3.11の東日本大震災から、ずーっと考えさせられてきました。
〈1〉宮城県石巻市の大川小学校跡にも、何回も足を運びました。黙とうするたびに、自分たち大人の責任を痛感し、何ができるかを考えずにいられませんでした。
濁流の下で、子どもたちはどんなにもがき、苦しんで逝ったことか?
保険会社、保険代理店として、私たちにできることはなかったのか?
私たち保険にたずさわる者の社会的責任とは何なのか?
災害が起きてから考えるのではなく、起きる前に考えるのが人間なのではないか?
〈2〉3.11でダムが決壊し、19棟もの家屋が全壊し、床上床下浸水家屋55棟という被害が出て、7人もの人たちが亡くなり、1才の幼児は今もって行方不明となっています。(注1参照)
あなたはご存じでしたか?
福島県須賀川市の藤沼ダムが3.11大震災で決壊したのです。
総貯水容量150万トンの農業用ダムでした。ダムとしては小さかったのですが、それでも大きな被害が発生しました。
だが、ダムは日本全国にあります。地震でダムが決壊する? ダムの安全神話が崩壊したとすれば、あなたのところは大丈夫ですか?
私たちの住む山形県内陸部には寒河江ダムというとてつもなく大きなダム(総貯水容量1億900万トン)があります。
3.11で、自分たちの住むところの安全について考えさせられたのではないでしょうか?
〈3〉3.11の現場に足を運ぶたびに生命の重さ・尊さに胸が押しつぶされそうになります。生命をまもること、あんぜん・あんしんを最も大切にすること、それを教えられました。
〈4〉3.11後、現場をまわる中で、保険代理店の社会的使命は“生命をまもるためにたたかうこと”だと思いいたりました。
大川小学校跡に立つのは3回目でした。 そのたびに、心に訴えかけてくるものが違ってくるのです。不思議です。
初めは、惨状にぼう然とするばかりでした。
2度目は、黒く冷たい濁流に呑み込まれ翻弄されながら、子どもたちは「おかあさーん」と叫ぶこともできずに亡くなったんだと気づきました。そう思うと、それが自分のこどもや孫だったら・・・胸がカキムシラレルヨウデス。

# [取り組む課題]
A. 本文のうち「災害が起きてから考えるのではなく、起きる前に考えるのが人間なのではないか?」で始まり「ってくるのです。不思議です。」まで続く部分を、「寒河江ダム」を「近くのダム」に置き換えて書き直してください。
B. 下のデータ行から、「find | 365 brand can」を含む行で始まり、データ行の最後の行まで続く部分を、一字も変えずに抜き出してください。

データ行:
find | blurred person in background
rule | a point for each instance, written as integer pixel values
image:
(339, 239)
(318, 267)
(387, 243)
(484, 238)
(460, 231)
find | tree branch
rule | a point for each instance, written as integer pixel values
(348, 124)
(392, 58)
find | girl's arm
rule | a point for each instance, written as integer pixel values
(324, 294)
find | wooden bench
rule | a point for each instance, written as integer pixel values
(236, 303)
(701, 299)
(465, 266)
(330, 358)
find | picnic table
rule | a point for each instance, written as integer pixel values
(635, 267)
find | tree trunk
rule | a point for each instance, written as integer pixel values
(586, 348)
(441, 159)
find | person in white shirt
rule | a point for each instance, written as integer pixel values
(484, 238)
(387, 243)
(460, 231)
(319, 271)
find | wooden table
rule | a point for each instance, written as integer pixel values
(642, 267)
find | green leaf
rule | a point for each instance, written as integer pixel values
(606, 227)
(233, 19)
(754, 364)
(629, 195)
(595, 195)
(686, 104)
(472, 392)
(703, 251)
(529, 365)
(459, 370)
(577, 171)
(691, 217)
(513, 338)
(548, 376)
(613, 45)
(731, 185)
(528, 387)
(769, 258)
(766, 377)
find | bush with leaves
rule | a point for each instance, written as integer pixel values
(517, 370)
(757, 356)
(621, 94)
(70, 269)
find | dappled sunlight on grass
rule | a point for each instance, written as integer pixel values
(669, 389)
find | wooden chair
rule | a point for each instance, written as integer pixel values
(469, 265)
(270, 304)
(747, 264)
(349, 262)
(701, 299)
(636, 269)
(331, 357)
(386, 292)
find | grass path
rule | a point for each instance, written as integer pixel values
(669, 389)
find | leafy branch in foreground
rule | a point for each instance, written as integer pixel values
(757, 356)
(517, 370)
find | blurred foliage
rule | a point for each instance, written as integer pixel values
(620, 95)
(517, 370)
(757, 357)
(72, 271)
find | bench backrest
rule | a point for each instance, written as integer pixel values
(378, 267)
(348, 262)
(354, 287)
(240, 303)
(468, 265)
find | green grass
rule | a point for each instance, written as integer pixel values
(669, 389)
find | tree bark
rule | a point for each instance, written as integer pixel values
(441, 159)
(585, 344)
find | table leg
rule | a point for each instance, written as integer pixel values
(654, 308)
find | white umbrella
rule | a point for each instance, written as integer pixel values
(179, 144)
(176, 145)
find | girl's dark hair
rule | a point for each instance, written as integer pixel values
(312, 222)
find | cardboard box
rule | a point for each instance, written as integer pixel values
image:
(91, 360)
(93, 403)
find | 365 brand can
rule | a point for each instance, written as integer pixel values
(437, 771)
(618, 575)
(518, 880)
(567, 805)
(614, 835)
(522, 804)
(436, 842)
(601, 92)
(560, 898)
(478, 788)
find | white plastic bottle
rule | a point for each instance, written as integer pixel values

# [以下解答]
A.
災害が起きてから考えるのではなく、起きる前に考えるのが人間なのではないか?
〈2〉3.11でダムが決壊し、19棟もの家屋が全壊し、床上床下浸水家屋55棟という被害が出て、7人もの人たちが亡くなり、1才の幼児は今もって行方不明となっています。(注1参照)
あなたはご存じでしたか?
福島県須賀川市の藤沼ダムが3.11大震災で決壊したのです。
総貯水容量150万トンの農業用ダムでした。ダムとしては小さかったのですが、それでも大きな被害が発生しました。
だが、ダムは日本全国にあります。地震でダムが決壊する? ダムの安全神話が崩壊したとすれば、あなたのところは大丈夫ですか?
私たちの住む山形県内陸部には近くのダムというとてつもなく大きなダム(総貯水容量1億900万トン)があります。
3.11で、自分たちの住むところの安全について考えさせられたのではないでしょうか?
〈3〉3.11の現場に足を運ぶたびに生命の重さ・尊さに胸が押しつぶされそうになります。生命をまもること、あんぜん・あんしんを最も大切にすること、それを教えられました。
〈4〉3.11後、現場をまわる中で、保険代理店の社会的使命は“生命をまもるためにたたかうこと”だと思いいたりました。
大川小学校跡に立つのは3回目でした。 そのたびに、心に訴えかけてくるものが違ってくるのです。不思議です。

B.
find | 365 brand can
rule | a point for each instance, written as integer pixel values
(437, 771)
(618, 575)
(518, 880)
(567, 805)
(614, 835)
(522, 804)
(436, 842)
(601, 92)
(560, 898)
(478, 788)
find | white plastic bottle
rule | a point for each instance, written as integer pixel values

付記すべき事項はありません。